======== RECORDS FOR PROCESSING ========
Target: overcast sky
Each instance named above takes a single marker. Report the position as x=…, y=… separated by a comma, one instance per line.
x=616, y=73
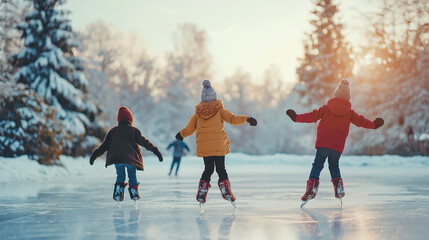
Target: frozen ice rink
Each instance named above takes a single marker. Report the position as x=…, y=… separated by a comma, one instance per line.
x=385, y=199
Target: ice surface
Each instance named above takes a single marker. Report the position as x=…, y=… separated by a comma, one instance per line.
x=382, y=201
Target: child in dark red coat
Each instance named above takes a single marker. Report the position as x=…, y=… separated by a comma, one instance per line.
x=122, y=146
x=335, y=118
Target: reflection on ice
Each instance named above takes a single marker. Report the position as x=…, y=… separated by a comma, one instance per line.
x=268, y=209
x=127, y=229
x=316, y=224
x=225, y=228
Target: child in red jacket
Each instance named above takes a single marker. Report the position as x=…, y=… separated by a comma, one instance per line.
x=335, y=118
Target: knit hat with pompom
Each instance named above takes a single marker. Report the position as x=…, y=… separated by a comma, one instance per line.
x=343, y=90
x=208, y=94
x=124, y=114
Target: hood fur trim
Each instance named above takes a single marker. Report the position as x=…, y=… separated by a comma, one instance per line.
x=207, y=109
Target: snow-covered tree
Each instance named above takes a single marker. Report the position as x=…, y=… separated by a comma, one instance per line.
x=179, y=85
x=27, y=124
x=48, y=66
x=12, y=12
x=326, y=55
x=395, y=82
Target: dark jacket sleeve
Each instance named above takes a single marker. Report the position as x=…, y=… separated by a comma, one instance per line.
x=142, y=141
x=186, y=146
x=361, y=121
x=313, y=116
x=104, y=145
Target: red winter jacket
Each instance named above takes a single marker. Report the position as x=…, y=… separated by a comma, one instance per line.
x=335, y=121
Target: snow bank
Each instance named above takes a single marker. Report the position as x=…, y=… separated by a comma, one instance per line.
x=22, y=169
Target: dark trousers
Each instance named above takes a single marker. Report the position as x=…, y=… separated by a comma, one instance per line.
x=176, y=160
x=209, y=165
x=333, y=160
x=131, y=170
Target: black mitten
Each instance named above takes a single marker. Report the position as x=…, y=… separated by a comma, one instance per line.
x=252, y=121
x=292, y=114
x=158, y=154
x=378, y=122
x=92, y=158
x=179, y=137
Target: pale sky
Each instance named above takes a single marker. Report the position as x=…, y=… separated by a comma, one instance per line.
x=251, y=35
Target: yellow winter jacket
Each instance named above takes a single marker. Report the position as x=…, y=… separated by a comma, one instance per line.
x=208, y=122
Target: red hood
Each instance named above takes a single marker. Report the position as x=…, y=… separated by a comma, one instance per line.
x=339, y=106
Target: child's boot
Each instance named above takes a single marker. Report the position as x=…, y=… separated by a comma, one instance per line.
x=312, y=188
x=203, y=189
x=225, y=190
x=134, y=192
x=338, y=187
x=118, y=191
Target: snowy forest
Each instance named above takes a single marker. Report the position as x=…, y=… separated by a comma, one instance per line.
x=61, y=89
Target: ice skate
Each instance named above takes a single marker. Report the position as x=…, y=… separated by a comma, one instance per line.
x=134, y=192
x=339, y=189
x=203, y=189
x=311, y=191
x=225, y=190
x=118, y=191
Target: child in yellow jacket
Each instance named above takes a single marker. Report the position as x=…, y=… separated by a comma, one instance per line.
x=212, y=141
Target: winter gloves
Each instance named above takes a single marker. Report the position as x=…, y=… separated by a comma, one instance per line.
x=292, y=114
x=93, y=157
x=378, y=122
x=179, y=137
x=158, y=154
x=252, y=121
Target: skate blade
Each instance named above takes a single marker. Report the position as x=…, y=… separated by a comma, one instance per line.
x=233, y=203
x=305, y=202
x=201, y=208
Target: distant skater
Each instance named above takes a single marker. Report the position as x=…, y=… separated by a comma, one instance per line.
x=212, y=141
x=335, y=118
x=179, y=148
x=122, y=146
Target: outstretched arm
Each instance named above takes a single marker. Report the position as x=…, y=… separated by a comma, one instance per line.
x=190, y=127
x=186, y=146
x=169, y=146
x=142, y=141
x=230, y=118
x=361, y=121
x=310, y=117
x=102, y=148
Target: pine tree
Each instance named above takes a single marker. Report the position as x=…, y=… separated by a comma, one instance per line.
x=27, y=125
x=11, y=13
x=48, y=66
x=327, y=55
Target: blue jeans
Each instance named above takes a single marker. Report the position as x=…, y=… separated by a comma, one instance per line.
x=176, y=160
x=131, y=170
x=333, y=160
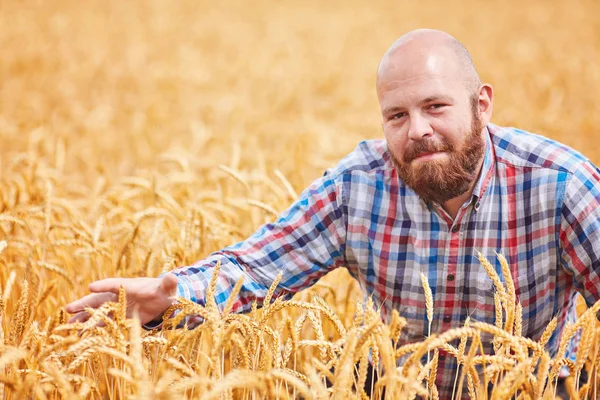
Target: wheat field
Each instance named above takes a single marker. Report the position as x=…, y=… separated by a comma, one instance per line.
x=139, y=136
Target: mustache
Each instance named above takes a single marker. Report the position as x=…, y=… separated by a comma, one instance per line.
x=423, y=147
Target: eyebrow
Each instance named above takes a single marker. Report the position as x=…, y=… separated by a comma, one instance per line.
x=431, y=99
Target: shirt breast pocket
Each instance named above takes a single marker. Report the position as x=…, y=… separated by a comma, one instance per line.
x=533, y=291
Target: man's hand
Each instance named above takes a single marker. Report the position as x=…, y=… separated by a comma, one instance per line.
x=150, y=296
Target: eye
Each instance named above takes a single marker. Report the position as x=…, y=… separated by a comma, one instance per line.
x=398, y=115
x=436, y=106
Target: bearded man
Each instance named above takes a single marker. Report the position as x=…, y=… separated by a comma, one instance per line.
x=444, y=184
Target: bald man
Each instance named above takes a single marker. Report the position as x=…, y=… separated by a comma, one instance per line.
x=444, y=184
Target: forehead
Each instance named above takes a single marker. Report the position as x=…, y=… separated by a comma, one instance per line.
x=398, y=90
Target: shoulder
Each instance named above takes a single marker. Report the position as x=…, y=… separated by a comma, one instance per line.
x=369, y=156
x=520, y=148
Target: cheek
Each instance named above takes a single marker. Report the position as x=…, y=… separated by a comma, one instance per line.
x=394, y=140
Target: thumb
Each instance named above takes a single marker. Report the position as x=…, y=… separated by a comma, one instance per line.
x=112, y=285
x=168, y=285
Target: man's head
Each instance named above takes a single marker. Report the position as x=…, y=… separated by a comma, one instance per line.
x=434, y=111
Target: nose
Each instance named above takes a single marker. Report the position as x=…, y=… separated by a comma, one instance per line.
x=419, y=127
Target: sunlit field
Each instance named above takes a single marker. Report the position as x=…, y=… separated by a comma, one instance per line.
x=139, y=136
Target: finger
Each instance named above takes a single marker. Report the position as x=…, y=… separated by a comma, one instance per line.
x=79, y=317
x=112, y=285
x=169, y=285
x=93, y=300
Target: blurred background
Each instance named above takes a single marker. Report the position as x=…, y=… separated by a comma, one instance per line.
x=111, y=85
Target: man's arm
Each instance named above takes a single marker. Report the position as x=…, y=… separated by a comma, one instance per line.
x=580, y=231
x=304, y=243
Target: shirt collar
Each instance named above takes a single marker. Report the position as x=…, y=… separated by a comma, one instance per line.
x=487, y=169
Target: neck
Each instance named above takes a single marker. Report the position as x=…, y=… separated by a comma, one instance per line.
x=453, y=205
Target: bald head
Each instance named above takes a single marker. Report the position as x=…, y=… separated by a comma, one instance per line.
x=428, y=51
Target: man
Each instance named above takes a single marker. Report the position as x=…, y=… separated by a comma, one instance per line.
x=443, y=185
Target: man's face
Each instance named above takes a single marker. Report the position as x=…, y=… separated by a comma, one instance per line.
x=434, y=134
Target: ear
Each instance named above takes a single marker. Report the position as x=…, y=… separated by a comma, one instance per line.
x=485, y=103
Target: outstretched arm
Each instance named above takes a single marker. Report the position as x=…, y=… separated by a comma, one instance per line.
x=304, y=243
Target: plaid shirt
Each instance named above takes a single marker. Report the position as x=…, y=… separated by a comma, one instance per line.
x=536, y=201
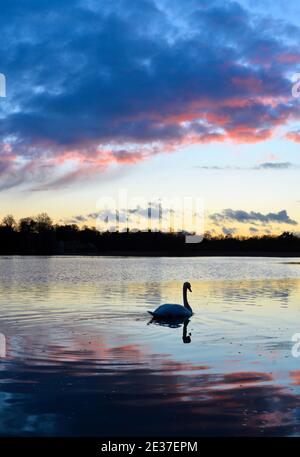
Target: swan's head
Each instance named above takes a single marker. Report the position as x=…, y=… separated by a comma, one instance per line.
x=187, y=286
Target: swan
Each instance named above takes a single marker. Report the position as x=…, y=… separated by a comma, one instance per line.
x=170, y=311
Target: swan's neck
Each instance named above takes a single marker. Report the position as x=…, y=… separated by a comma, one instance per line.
x=185, y=302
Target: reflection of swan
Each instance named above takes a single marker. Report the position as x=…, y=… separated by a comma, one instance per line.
x=169, y=311
x=175, y=323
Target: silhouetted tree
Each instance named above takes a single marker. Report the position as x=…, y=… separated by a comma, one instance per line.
x=9, y=222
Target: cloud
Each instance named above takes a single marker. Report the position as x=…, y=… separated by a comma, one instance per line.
x=262, y=166
x=229, y=231
x=132, y=79
x=245, y=217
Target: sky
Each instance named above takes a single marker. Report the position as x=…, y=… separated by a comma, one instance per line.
x=155, y=98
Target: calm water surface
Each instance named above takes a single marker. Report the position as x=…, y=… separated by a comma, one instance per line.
x=83, y=359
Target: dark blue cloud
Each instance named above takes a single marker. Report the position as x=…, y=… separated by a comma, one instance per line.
x=84, y=74
x=245, y=217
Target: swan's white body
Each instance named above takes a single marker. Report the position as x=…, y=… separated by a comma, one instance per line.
x=169, y=311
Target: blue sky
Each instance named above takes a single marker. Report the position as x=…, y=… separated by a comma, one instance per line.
x=160, y=97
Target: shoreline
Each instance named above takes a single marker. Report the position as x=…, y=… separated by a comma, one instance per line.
x=163, y=254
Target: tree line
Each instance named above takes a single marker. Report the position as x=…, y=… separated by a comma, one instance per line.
x=40, y=236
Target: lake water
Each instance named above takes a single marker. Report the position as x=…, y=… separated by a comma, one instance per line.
x=83, y=359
========
AIM: Convert the stretch from the line containing "Target: dark jacket sleeve" through the line containing "x=208, y=122" above into a two-column CSV with the headers input and output. Give one row for each text and the answer that follows it, with each in a single quoted field and any line breaks replaced by spaces.

EXERCISE SOLUTION:
input,output
"Target: dark jacket sleeve Each instance named above takes a single marker. Report the position as x=…, y=… separated by a comma, one instance per line.","x=142, y=141 x=186, y=146 x=361, y=121 x=313, y=116 x=104, y=145"
"Target: red winter jacket Each instance named above takes a single marker. Report the position as x=…, y=… separated by a comma, one instance per line.","x=335, y=121"
"Target: snow bank Each instance named above takes a single marker. Report the position as x=…, y=… separated by a comma, one instance per line.","x=22, y=169"
"Target: dark trousers Each instance named above takes a single marker. Report the position as x=…, y=… separated by a comma, one instance per line.","x=176, y=160 x=209, y=165 x=333, y=160 x=131, y=170"
"Target: black mitten Each instance named above takes a single marker. Report the position as x=…, y=… separated by a comma, one instance per line.","x=252, y=121 x=292, y=114 x=158, y=154 x=378, y=122 x=92, y=158 x=179, y=137"
"Target: pale sky Each instance named above takes a single marker. Report the position as x=…, y=… separated by a comma, one instance per line.","x=251, y=35"
"Target: yellow winter jacket Each instance named above takes a single marker. Report the position as x=…, y=… separated by a comma, one instance per line.","x=208, y=122"